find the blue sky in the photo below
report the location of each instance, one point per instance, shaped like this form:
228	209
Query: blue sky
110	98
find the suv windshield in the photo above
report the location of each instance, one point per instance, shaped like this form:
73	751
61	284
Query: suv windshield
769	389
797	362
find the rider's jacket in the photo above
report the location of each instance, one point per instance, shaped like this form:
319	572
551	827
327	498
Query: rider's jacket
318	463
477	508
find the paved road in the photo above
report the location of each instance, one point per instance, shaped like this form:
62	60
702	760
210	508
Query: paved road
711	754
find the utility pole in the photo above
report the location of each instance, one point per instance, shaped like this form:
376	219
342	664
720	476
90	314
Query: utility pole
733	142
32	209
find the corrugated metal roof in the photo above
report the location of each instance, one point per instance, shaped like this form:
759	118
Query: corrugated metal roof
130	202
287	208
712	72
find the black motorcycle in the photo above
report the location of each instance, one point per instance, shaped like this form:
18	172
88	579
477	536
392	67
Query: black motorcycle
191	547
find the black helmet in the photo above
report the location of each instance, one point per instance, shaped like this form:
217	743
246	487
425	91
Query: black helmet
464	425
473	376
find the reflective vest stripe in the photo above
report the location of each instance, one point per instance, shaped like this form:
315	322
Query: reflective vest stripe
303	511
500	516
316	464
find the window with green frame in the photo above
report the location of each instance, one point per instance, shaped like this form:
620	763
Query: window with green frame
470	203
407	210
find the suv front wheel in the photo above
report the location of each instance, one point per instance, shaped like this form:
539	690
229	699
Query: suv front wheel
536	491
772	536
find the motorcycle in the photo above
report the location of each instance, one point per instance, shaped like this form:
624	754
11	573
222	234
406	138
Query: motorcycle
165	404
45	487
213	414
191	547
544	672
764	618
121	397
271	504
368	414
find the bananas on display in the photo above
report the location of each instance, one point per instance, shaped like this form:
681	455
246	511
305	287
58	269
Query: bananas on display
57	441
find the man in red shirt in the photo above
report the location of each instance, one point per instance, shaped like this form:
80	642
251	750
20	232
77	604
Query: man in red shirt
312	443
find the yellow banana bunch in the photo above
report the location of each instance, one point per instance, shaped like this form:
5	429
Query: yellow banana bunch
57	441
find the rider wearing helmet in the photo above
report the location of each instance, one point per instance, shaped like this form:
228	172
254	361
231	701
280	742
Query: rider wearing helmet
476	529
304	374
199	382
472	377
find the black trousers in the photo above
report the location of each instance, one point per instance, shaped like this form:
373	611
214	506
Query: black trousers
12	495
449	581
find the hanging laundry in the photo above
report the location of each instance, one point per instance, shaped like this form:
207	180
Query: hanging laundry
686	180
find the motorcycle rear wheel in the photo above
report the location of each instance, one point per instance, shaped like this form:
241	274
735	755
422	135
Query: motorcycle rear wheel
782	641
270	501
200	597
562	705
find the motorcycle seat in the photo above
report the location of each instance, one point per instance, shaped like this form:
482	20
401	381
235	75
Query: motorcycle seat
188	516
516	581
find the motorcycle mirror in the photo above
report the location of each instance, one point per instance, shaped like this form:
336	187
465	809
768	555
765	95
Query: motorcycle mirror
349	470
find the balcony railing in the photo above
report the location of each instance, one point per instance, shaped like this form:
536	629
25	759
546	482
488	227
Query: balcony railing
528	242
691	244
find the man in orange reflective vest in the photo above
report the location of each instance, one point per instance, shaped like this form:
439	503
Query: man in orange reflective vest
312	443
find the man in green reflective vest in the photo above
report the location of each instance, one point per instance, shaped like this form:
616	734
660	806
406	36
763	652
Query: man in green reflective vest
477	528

Problem to work on: Copy every record exactly.

Solution:
find the blue sky in the photo below
report the location of each instance, one point per instance, shaped like this form:
228	209
Query: blue sky
110	98
find the suv windshield in the photo above
report the location of each instance, one point per instance, shaped like this form:
73	751
61	284
Query: suv windshield
769	389
797	362
find the rider's jacket in the photo above
report the location of each instance, one point per instance, shaped like this form:
319	572
551	827
327	498
Query: rider's jacket
318	463
477	508
find the paved road in the photo above
report the location of each instance, one point per instance, shaped like this form:
62	60
702	760
210	508
Query: paved road
711	754
find the utility pole in the photo above
report the location of each instance, one point per instance, shaped like this form:
376	219
342	664
720	476
90	314
Query: utility pole
733	142
32	209
find the corrugated metal roof in the photo above
report the location of each instance, one point per instance, shaped like this form:
759	118
Query: corrugated metal roof
130	202
287	208
712	72
find the black motorcycle in the photo above
report the location of each instance, one point per instance, shaped like this form:
18	172
88	579
477	536
392	67
Query: black motorcycle
191	547
find the black helmet in the photo above
report the location of each instance, one point per instance, shaped like this form:
217	743
246	487
425	91
Query: black helmet
464	425
473	376
find the reflective vest stripe in the photo above
report the location of each instance, one point per instance, shaped like this form:
315	322
Query: reflective vest stripe
303	511
500	516
316	464
find the window with green frame in the photo above
report the location of each instance, one point per instance, shaped like this form:
620	763
Query: window with green frame
470	203
407	210
find the suv front wheel in the photo above
report the location of each instance, one point per instance, shaped like this form:
539	690
229	699
Query: suv front wheel
536	491
772	536
find the motorcycle in the photo above
report the location of each instance, one point per instance, shaped like this form:
624	754
11	573
222	234
406	138
Query: motorcycle
165	404
45	487
213	414
191	547
544	672
764	618
121	397
271	504
368	414
find the bananas on display in the photo above
report the location of each instance, one point per instance, shaped like this form:
681	455
246	511
305	287
58	269
Query: bananas on display
57	441
find the man in red shirt in the photo above
report the location of each instance, one point per instance, shaped like this form:
80	642
251	750
20	232
77	604
Query: man in red shirt
312	443
find the yellow banana bunch in the photo above
report the location of each instance, one point per instance, shaped like this form:
5	429
Query: yellow banana bunch
57	441
find the rider wearing helmet in the photo above
report the location of each instance, one point per instance, shaped like this form:
228	172
254	361
231	701
280	742
Query: rider wearing helmet
476	529
304	374
199	382
472	377
find the black trousers in the photo above
report the location of each instance, one point per instance, shaped like this form:
373	611
214	506
Query: black trousers
12	495
449	581
find the hanging laundry in the photo above
report the location of each instance, one point per instance, shaped like this form:
207	180
Query: hanging laundry
686	180
find the motorcycle rear wheel in the photo above
report the location of each instance, one point per instance, shaped like this form:
241	274
735	755
422	135
Query: motorcycle rear wheel
782	641
270	501
200	597
562	705
find the motorcycle seat in the photo above
report the location of each instance, one point per instance, shaped like this form:
482	20
401	381
235	75
Query: motorcycle seat
188	516
516	581
find the motorcycle mirror in the photo above
report the location of each instance, one point per instance, shaped like this form:
336	187
465	809
768	555
765	95
Query: motorcycle mirror
349	470
find the balcony railing in the photo above
report the location of each instance, one point per instance, shaped like this form:
536	629
25	759
546	482
488	227
Query: balcony railing
528	242
691	244
find the man in orange reflective vest in the photo above
report the location of each instance, one point per instance, shaped like this form:
439	503
Query: man in orange reflective vest
312	443
find the man in green reflective vest in the photo above
report the location of each instance, one point per instance, shaped like this form:
616	734
660	806
406	36
763	652
Query: man in green reflective vest
477	528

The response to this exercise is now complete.